### Work request A
In the article on NHS ambulance waits, what is the target response time for category 2 calls?
### Work request B
Pick up the article on NHS ambulance waits after its final sentence and write the next few sentences.

--- Passage for review Enclosed Below ---

Patient waited more than 65 hours for ambulance as new figures lift lid on NHS crisis

A patient in the North West waited more than 65 hours for a response to an urgent call for an ambulance last year, figures show.

Data collected by the Labour Party via Freedom of Information requests have highlighted the crisis in emergency care in the NHS, with patients all over the country enduring huge waits for ambulances or being stuck outside hospitals waiting to be taken in.

Labour received responses from half of the country's ambulance trusts. One response showed that a patient in the North West was forced to wait for 65 hours, 38 minutes and 13 seconds for a response to a category 3 call.

READ MORE: Man found dead in Salthouse Dock named as appeal issued

Category 3 means the call is urgent but not immediately life-threatening. These calls should be reached within two hours in 90% of cases. The data also shows that waits after category 2 calls - which can include heart attack and stroke patients - in the West Midlands and Yorkshire saw patients waiting for more than 21 hours. The target for these calls is 18 minutes.

One patient who waited 40 hours in the back of an ambulance outside a hospital in the South West due to staff and bed shortages, while a patient in the East of England with an almost 36-hour wait.

Another West Midlands patient waited for 32 hours in the back of an ambulance.

Shadow health secretary Wes Streeting said: "Patients can no longer trust that an ambulance will reach them in an emergency. Stroke and heart attack victims are left waiting for hours, when every second counts."

NHS Providers chief executive Sir Julian Hartley said: “These figures are further evidence, were it needed, that last winter was one of toughest on record for the NHS.

“Trust leaders will be very concerned by these wait times as ensuring timely, high-quality care for patients is their top priority.

“The causes of long ambulance waits are complex. High demand – always at its worst in winter – along with overstretched capacity and vast workforce shortages all contribute.

“Trust leaders are working extremely hard to recover urgent and emergency care services and develop community and mental health support to ensure patients can access the care they need swiftly in the right setting. However, they desperately need action on a national level to help tackle these problems.

--- End of Enclosed Passage for review ---
--- Exercise data Enclosed Below ---

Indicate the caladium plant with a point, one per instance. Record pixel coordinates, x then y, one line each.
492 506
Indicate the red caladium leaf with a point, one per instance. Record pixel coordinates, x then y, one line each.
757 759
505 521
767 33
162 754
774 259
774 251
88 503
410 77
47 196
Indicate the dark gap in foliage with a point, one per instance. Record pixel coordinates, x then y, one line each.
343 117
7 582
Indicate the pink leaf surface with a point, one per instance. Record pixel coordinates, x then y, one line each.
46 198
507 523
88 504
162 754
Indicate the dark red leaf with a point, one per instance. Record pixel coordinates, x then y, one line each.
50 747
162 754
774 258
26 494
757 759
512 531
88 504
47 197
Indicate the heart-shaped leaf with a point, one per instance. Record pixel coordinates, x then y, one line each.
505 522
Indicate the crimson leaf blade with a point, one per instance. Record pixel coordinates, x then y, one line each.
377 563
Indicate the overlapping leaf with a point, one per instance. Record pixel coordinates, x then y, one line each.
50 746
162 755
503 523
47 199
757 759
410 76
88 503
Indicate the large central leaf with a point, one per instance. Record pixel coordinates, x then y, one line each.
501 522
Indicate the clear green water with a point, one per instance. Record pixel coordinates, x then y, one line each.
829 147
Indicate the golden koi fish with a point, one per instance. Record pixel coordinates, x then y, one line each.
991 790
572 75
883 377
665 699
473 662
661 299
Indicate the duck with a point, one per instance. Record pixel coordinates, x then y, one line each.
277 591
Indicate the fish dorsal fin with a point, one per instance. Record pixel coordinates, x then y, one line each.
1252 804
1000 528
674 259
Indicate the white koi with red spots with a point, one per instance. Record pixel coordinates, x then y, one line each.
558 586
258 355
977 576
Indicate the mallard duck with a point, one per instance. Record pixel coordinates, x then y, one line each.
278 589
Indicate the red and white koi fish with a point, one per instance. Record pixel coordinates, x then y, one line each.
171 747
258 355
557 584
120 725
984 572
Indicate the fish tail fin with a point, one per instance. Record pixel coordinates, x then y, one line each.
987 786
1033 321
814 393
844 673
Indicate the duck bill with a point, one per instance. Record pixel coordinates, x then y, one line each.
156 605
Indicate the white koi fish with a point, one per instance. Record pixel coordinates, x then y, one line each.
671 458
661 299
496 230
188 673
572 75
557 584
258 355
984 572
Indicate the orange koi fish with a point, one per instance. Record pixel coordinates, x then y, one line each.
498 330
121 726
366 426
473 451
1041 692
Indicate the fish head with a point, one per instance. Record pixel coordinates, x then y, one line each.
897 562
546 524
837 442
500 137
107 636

--- End of Enclosed Exercise data ---

### Exercise answer A
18 minutes.

### Exercise answer B
“The government’s promised long-term workforce plan, which must be fully funded, should help address these issues. It cannot come a minute too soon.”

The NHS data shows that on average, people waiting for a category 2 response in December waited one hour, 32 minutes and 54 seconds, the NHS England data showed. Meanwhile, 36,000 category 2 patients waited for ambulances for more than three and a half hours in December.

Mr Streeting added: "This is the terrifying reality after 13 years of Conservative understaffing of our NHS.

"Patients should be able to phone 999, safe in the knowledge that they will get an answer and an ambulance when they need it. The longer we keep the Conservatives in office, the longer patients will wait.

"Labour will launch the biggest expansion of the NHS workforce in history, training the staff needed to reach patients on time, paid for by abolishing the non-dom tax status. We will ensure the NHS is there for us when we need it once again."

A Department of Health and Social Care spokeswoman said: “No one should have to wait longer than necessary to access urgent and emergency care and we are working hard to improve ambulance waiting times, which have substantially reduced from the peak of winter pressures in December 2022.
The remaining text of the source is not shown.